Written request 1: Reproduce the Intel Labs passage word for word between "Intel Labs is" and "decreasing die area.", inclusive.
Written request 2: Write the next part of the Intel Labs article, picking up after its last sentence.

Provided passage:
• • • • •
Intel Labs is a super interesting arm of the company, responsible for developing technologies that would potentially go into products 5 - 10 years down the road. It's from the labs that we got things like BBUL packaging (still not deployed but neat nonetheless) and the first 10GHz x86 ALUs

Today, on the day before IDF, Intel put together a collection of demos to give us insight into what the labs folks are working on. We're still an hour away from actual demos but Intel did share a super interesting slide, pictured above.

Moore's Law and the (almost) ever shrinking transistor give us one of two things: more complexity/performance/features in a given die area, or the same performance in a steadily decreasing die area.
• • • • •
Data provided:
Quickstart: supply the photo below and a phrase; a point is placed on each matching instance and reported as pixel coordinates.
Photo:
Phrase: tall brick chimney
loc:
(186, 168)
• • • • •
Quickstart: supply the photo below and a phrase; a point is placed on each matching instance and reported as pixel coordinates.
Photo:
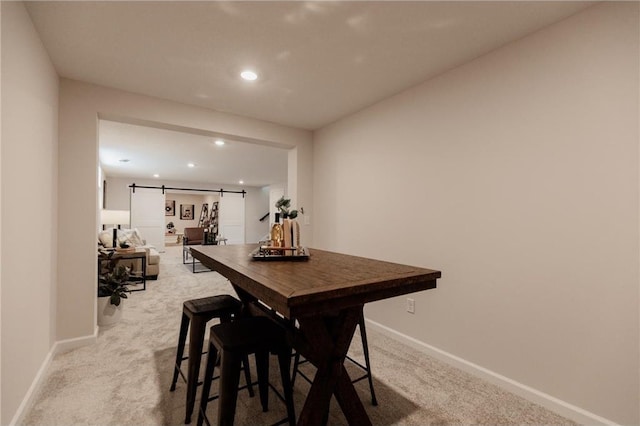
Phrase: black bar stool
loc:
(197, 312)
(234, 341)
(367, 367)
• • • • •
Reply 1:
Intel Labs is a super interesting arm of the company, responsible for developing technologies that would potentially go into products 5 - 10 years down the road. It's from the labs that we got things like BBUL packaging (still not deployed but neat nonetheless) and the first 10GHz x86 ALUs

Today, on the day before IDF, Intel put together a collection of demos to give us insight into what the labs folks are working on. We're still an hour away from actual demos but Intel did share a super interesting slide, pictured above.

Moore's Law and the (almost) ever shrinking transistor give us one of two things: more complexity/performance/features in a given die area, or the same performance in a steadily decreasing die area.

Reply 2:
Exploiting the latter benefit, we have the realization above. By 2020, which assuming a 2 year cadence between process nodes means we're talking about silicon built on a 5nm process, Intel expects that the size of "meaningful compute" approaches zero. It's not totally clear what Intel defines as meaningful compute, but if you keep in mind that a single AMD Jaguar core measures < 3mm^2 at 28nm, it's not a stretch to believe that we'd have quite a bit of compute available nearly for free at 5nm. Assuming perfect scaling (not going to happen), a 100mm^2 die at 22nm would measure only 6.25mm^2 at 5nm. Even if you don't get perfect scaling, Moore's Law can give us the performance we get in a smartphone today in a size that's small enough and cheap enough to make that we can integrate it anywhere (smart-tables anyone?).

The idea of ubiquitous compute has been around for quite a while, but it's still mindblowing to think about what can happen once meaningful compute is really almost free. Remember that there's a direct relationship between the size of silicon and its cost. Today's 80 - 120mm^2 smartphone SoCs cost anywhere from $10 - $30 to integrate into a phone. If silicon with that level of complexity can be reduced in size to the point where we're looking at low single digit costs, the potential impact to new markets will be huge.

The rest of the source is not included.